TASK OBJECTIVE:
Would you copy out the whole listing exactly as given?

RECORDS PROVIDED:
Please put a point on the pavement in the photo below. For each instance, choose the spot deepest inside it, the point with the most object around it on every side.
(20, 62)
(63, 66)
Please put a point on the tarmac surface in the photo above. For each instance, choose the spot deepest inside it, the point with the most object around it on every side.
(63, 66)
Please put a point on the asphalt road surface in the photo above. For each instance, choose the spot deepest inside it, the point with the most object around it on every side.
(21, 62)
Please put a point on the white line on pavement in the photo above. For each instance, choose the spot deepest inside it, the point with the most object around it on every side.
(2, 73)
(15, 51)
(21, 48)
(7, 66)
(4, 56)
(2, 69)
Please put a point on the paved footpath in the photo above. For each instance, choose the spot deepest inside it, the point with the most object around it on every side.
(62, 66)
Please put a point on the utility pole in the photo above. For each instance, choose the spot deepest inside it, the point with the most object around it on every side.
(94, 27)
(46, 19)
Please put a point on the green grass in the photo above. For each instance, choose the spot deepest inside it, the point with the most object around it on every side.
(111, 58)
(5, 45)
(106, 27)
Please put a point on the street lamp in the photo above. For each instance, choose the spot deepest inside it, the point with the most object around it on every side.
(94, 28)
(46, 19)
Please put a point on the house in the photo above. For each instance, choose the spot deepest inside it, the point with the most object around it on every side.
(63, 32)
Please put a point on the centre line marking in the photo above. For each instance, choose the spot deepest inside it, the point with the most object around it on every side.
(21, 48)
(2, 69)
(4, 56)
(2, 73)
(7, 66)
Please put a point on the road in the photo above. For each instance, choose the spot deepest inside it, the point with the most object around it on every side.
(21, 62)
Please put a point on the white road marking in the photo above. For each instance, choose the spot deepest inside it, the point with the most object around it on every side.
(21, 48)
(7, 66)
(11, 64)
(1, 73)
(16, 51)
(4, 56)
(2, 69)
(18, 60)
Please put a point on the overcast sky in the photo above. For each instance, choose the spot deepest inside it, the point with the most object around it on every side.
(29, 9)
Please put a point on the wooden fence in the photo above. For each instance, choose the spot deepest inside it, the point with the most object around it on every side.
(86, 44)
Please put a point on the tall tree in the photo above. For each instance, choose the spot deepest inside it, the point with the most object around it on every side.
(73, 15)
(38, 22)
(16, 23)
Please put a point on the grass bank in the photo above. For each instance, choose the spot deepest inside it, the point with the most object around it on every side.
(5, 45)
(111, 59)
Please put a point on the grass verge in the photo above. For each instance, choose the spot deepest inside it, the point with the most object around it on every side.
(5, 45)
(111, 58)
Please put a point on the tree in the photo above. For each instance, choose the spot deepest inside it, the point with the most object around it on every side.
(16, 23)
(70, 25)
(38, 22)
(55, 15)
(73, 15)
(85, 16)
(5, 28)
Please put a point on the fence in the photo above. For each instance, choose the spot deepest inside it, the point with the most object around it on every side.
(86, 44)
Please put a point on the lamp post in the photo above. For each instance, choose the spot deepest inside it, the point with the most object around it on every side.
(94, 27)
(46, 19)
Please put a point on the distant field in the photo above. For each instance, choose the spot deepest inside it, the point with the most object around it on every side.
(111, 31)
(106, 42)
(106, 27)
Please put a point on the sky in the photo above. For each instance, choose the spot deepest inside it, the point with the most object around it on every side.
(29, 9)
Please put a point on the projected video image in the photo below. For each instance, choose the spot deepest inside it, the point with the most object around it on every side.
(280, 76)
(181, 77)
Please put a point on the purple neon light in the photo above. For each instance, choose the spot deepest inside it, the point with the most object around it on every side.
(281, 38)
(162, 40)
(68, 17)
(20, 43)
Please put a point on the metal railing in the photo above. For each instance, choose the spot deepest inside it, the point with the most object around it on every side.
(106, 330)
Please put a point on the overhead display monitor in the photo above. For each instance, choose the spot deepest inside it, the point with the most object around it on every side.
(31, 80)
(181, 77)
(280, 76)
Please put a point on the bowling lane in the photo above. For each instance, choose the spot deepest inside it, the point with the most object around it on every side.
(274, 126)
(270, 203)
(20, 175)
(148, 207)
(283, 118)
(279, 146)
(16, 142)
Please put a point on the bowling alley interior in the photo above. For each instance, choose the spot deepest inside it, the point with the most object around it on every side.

REPLY:
Please put a point on the pavement in the photo below. For each instance, choose the spot deepest inside it, the point with the most object around it on every side.
(20, 62)
(63, 66)
Please put a point on the tarmac surface in the photo above. For each instance, choose the spot deepest inside it, the point with the most object around it on every side.
(63, 66)
Please put a point on the asphalt road surface in the photo above. For each instance, choose the spot deepest inside it, the point with the most object around it on every side.
(21, 62)
Please put a point on the white line on pavement in the photo above. For each instance, choose the spot deepest inside it, the point with the most object around it on every side.
(2, 73)
(15, 51)
(21, 48)
(7, 66)
(4, 56)
(2, 69)
Please put a point on the paved footpath in the photo above. For each instance, choose the spot deepest inside it, the point with the most object around it on every side.
(62, 66)
Please put a point on the utility pole in the photo above. For each instance, choose the spot deepest inside it, the point with the most object around it on every side.
(94, 27)
(46, 19)
Please put a point on the green grass in the photo above. For each instance, choose the spot deepest inside it, the point with the most object around it on every side.
(111, 58)
(5, 45)
(106, 27)
Please put a point on the street lamp in the photo above. For each instance, choose the spot deepest inside it, the point with the most object around it on every side.
(94, 28)
(46, 19)
Please put a point on the house in the photo above. For each instance, choose the spot deepest inside it, the point with the most object around it on every side.
(63, 32)
Please put a point on the centre line marking in the photo above. For each instance, choose the spot deepest inside it, the point with the most object around it on every side.
(21, 48)
(2, 69)
(4, 56)
(2, 73)
(7, 66)
Please put a point on the road in the photo above. For each instance, choose the spot deepest inside it, the point with the most object around it on every side.
(21, 62)
Please put a point on the white road marking in the photo above. For each instance, choose the spot deepest inside it, the point with the most object around it on every side.
(21, 48)
(7, 66)
(11, 64)
(1, 73)
(16, 51)
(4, 56)
(2, 69)
(18, 60)
Please put a point on the overcast sky in the photo above. For each instance, choose the spot deepest inside it, the point with the most object around it on every side.
(29, 9)
Please put a point on the wooden fence in the photo above. For each instance, choose the spot deepest inside it, the point with the most object around it on every side.
(86, 44)
Please put a point on the tall tree in the photo above. For each instance, choose the spot deepest inside it, the point with the most object around it on every side.
(73, 15)
(38, 22)
(16, 23)
Please put a point on the grass bank in the photo above. For each instance, choose the spot deepest inside it, the point with the most object around it on every side.
(5, 45)
(111, 59)
Please put a point on the grass verge in the photo above. For each instance, choose the spot deepest inside it, the point with the most object around it on every side.
(5, 45)
(111, 58)
Please put a point on the tree in the photo above. For each instance, choose the spot deepest inside it, the point with the most object around it on every side.
(16, 23)
(70, 25)
(38, 22)
(55, 15)
(73, 15)
(85, 16)
(5, 28)
Please put a point on the fence in the photo above. For each instance, choose the spot deepest inside it, the point with the most object around it on every side.
(86, 44)
Please put a point on the lamp post in the photo above. For each instance, choose the spot deepest inside it, the point with the most object around it on every side.
(94, 27)
(46, 19)
Please put a point on the distant field in the photo above. For each instance, choose the spot deepest inside it, the point with the most object around it on every side.
(111, 31)
(106, 42)
(106, 27)
Please put a point on the sky in the photo above. For each instance, choose the spot deepest inside it, the point with the most object around it on every side.
(29, 9)
Please put a point on the projected video image in the photo below. For each instance, choose the spot deepest inside it, the point with the most object around it on every side.
(280, 76)
(181, 77)
Please put a point on the purple neon light in the photo above. For each instance, choose the spot deepest inside it, the point with the most object around it on every side.
(281, 38)
(162, 40)
(68, 17)
(20, 43)
Please put a point on the metal railing in the photo above. For each instance, choose the spot deepest inside it, the point with the most object around it on every side.
(106, 330)
Please put a point on the overhead display monitor in the photo above. For each instance, choose the spot deepest inside it, the point with the most object around it on every side.
(31, 80)
(181, 77)
(280, 76)
Please put a point on the bowling lane in the photo above. For each instance, choose the spot deepest inside it, the point with the most object around it on every side.
(274, 126)
(270, 203)
(20, 175)
(148, 207)
(283, 118)
(279, 146)
(16, 142)
Please put a point on the bowling alley interior in the photo above. For each instance, choose the spot deepest inside it, the point with the most object around it on every side.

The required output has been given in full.